## Consigne
Recopiez intégralement, sans la moindre modification, le texte consacré aux connivences idéologiques entre l’extrême droite et les écologistes.

## Extrait de page

L’extrême droite et les écologistes : des connivences idéologiques
Historiquement, l’écologie politique a été préemptée par la gauche, qui a enfanté un courant hier appelé Les Verts, aujourd’hui EELV. Toutefois, ces dernières années, cette thématique et les valeurs qui lui sont liées tendent à être confisquées par des mouvances extrémistes, de droite… et de gauche.
Un retournement de valeur ou un retour à la normale ?
Dans les années 1970, les « paysans du Larzac », portaient des thématiques antimilitariste, de désobéissance civile et de retour à la terre (altermondialiste dirions-nous aujourd’hui) : la paysannerie, le combat contre l’ordre établi et le système… Et ces idées ont abreuvé une génération de militants écologistes, comme José Bové.
De cette tradition contestataire, les écologistes ont gardé une vision réductrice de l’agriculture, focalisée sur les pesticides, les OGM, le productivisme, etc. Bref, le modèle agricole actuel est, selon eux, représentatif des maux de notre société, sans parler du réchauffement climatique.

## Données sources
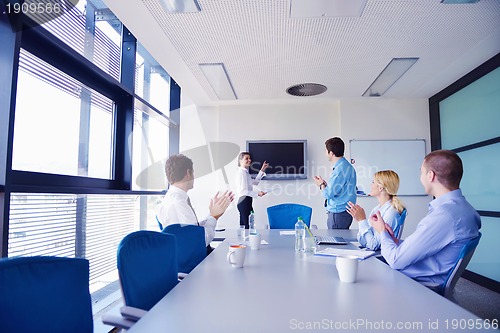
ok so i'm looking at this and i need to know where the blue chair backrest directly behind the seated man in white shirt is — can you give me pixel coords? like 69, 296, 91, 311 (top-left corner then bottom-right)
162, 223, 207, 273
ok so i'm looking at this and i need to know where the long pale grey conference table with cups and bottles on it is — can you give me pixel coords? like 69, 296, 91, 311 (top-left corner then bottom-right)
128, 229, 493, 333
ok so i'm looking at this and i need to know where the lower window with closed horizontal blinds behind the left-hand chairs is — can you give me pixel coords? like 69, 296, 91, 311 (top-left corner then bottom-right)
9, 193, 162, 292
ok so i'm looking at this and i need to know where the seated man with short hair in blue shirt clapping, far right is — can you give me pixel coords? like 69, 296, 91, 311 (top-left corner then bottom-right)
370, 150, 481, 287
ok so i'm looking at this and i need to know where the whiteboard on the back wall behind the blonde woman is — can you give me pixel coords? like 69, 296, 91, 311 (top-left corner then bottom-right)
349, 139, 426, 195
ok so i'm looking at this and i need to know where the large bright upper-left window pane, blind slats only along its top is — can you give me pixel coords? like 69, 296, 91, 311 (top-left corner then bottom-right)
12, 50, 114, 179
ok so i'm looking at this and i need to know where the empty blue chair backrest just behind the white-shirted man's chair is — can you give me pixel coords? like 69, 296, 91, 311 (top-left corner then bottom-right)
117, 230, 178, 311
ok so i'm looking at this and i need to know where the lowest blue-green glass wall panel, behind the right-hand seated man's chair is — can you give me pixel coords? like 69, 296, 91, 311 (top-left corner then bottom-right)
467, 216, 500, 281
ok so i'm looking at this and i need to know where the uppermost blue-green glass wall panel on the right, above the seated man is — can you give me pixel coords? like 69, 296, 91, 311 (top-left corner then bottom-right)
439, 68, 500, 149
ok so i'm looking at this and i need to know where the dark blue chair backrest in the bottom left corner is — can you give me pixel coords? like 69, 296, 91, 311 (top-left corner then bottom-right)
0, 256, 93, 333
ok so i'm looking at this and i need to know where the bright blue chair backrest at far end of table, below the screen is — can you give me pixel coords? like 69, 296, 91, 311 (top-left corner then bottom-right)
267, 203, 312, 229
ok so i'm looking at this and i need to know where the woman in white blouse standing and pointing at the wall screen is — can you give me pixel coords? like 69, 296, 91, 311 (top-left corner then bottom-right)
236, 152, 269, 229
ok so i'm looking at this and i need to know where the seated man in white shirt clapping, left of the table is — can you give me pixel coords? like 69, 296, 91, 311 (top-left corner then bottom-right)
156, 154, 234, 247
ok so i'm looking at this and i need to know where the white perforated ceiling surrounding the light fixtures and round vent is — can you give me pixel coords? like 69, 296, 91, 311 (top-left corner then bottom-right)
104, 0, 500, 105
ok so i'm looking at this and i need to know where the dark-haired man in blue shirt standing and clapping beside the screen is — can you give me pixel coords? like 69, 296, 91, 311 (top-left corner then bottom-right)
314, 137, 356, 229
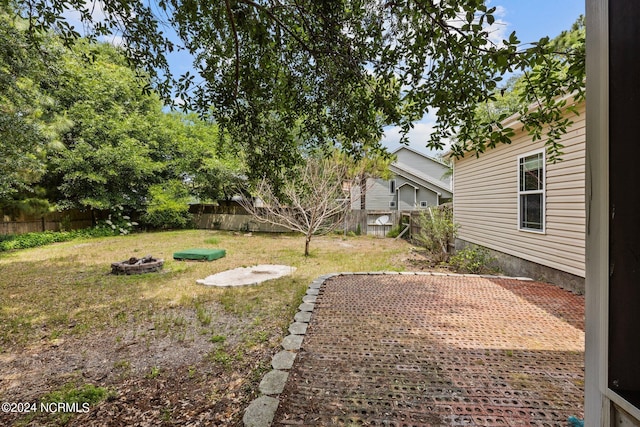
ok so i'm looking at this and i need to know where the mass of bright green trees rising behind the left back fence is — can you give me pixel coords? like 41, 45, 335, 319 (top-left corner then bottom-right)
0, 4, 246, 224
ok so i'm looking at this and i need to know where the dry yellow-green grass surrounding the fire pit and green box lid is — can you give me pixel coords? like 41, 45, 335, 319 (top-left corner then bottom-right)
0, 231, 406, 348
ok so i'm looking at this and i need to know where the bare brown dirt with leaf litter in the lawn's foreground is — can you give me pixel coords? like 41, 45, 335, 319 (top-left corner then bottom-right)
0, 309, 272, 426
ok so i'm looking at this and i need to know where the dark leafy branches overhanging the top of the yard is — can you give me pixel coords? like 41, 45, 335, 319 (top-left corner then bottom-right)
13, 0, 584, 160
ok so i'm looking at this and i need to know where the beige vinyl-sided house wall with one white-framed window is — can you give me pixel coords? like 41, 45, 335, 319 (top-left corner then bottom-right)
453, 102, 586, 290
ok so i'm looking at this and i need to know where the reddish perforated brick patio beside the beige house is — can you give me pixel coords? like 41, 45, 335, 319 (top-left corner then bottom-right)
273, 275, 584, 426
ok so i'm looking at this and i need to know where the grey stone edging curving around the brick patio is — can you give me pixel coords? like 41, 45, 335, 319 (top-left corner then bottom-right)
242, 271, 533, 427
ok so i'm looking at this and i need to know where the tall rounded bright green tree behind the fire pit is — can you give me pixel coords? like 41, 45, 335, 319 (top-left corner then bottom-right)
48, 41, 161, 209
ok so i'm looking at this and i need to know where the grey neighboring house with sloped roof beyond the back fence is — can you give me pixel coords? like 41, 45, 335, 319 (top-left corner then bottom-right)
351, 147, 452, 211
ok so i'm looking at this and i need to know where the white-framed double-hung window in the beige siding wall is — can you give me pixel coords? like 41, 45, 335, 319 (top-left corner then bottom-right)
518, 151, 545, 232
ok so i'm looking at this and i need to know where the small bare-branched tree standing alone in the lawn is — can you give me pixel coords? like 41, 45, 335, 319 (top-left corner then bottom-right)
242, 158, 350, 256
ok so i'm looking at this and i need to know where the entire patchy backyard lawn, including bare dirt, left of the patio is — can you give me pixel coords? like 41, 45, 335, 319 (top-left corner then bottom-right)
0, 230, 412, 426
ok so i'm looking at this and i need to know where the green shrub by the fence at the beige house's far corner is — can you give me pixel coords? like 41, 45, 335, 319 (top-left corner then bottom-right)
413, 206, 458, 262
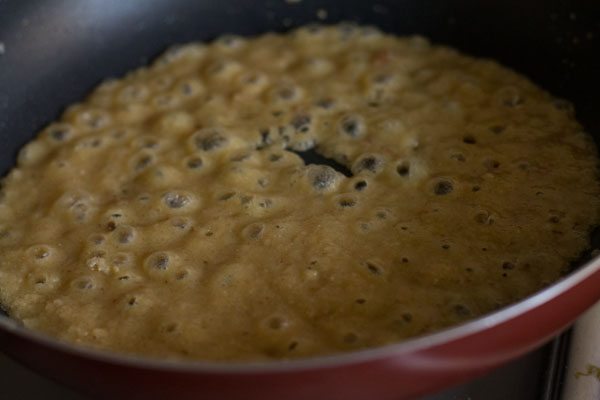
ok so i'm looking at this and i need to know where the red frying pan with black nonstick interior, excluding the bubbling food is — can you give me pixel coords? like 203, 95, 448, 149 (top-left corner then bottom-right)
0, 0, 600, 400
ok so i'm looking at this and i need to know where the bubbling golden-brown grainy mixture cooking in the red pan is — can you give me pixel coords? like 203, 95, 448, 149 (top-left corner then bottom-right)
0, 25, 600, 361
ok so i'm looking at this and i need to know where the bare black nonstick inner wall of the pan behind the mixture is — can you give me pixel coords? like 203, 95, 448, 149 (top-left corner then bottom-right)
0, 0, 600, 318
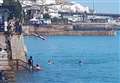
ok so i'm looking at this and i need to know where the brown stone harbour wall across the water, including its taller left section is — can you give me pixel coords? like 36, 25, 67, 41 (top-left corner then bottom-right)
23, 25, 117, 36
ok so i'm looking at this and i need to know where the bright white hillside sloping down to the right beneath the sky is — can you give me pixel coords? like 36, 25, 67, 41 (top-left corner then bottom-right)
20, 0, 90, 13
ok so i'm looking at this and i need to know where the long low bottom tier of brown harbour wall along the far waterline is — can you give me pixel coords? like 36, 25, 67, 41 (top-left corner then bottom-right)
24, 31, 116, 36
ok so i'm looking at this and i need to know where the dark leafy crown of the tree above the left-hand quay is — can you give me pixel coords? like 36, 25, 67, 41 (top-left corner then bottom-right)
3, 0, 22, 19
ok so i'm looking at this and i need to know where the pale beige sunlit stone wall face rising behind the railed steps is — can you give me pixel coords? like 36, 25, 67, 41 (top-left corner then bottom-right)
11, 35, 26, 61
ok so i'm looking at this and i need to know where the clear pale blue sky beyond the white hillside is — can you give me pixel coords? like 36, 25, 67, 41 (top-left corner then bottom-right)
68, 0, 120, 14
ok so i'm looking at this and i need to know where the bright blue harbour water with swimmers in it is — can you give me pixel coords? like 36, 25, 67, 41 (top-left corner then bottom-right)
17, 33, 120, 83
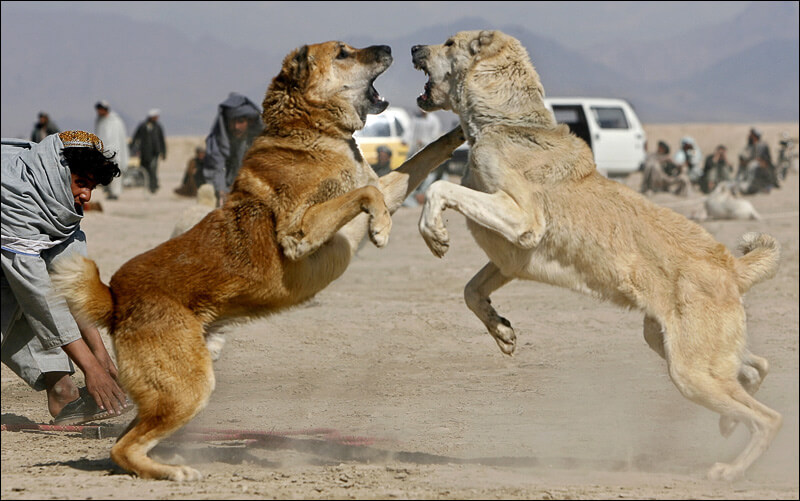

## Réponse attendue
L’extrême droite et les écologistes : des connivences idéologiques
Historiquement, l’écologie politique a été préemptée par la gauche, qui a enfanté un courant hier appelé Les Verts, aujourd’hui EELV. Toutefois, ces dernières années, cette thématique et les valeurs qui lui sont liées tendent à être confisquées par des mouvances extrémistes, de droite… et de gauche.
Un retournement de valeur ou un retour à la normale ?
Dans les années 1970, les « paysans du Larzac », portaient des thématiques antimilitariste, de désobéissance civile et de retour à la terre (altermondialiste dirions-nous aujourd’hui) : la paysannerie, le combat contre l’ordre établi et le système… Et ces idées ont abreuvé une génération de militants écologistes, comme José Bové.
De cette tradition contestataire, les écologistes ont gardé une vision réductrice de l’agriculture, focalisée sur les pesticides, les OGM, le productivisme, etc. Bref, le modèle agricole actuel est, selon eux, représentatif des maux de notre société, sans parler du réchauffement climatique.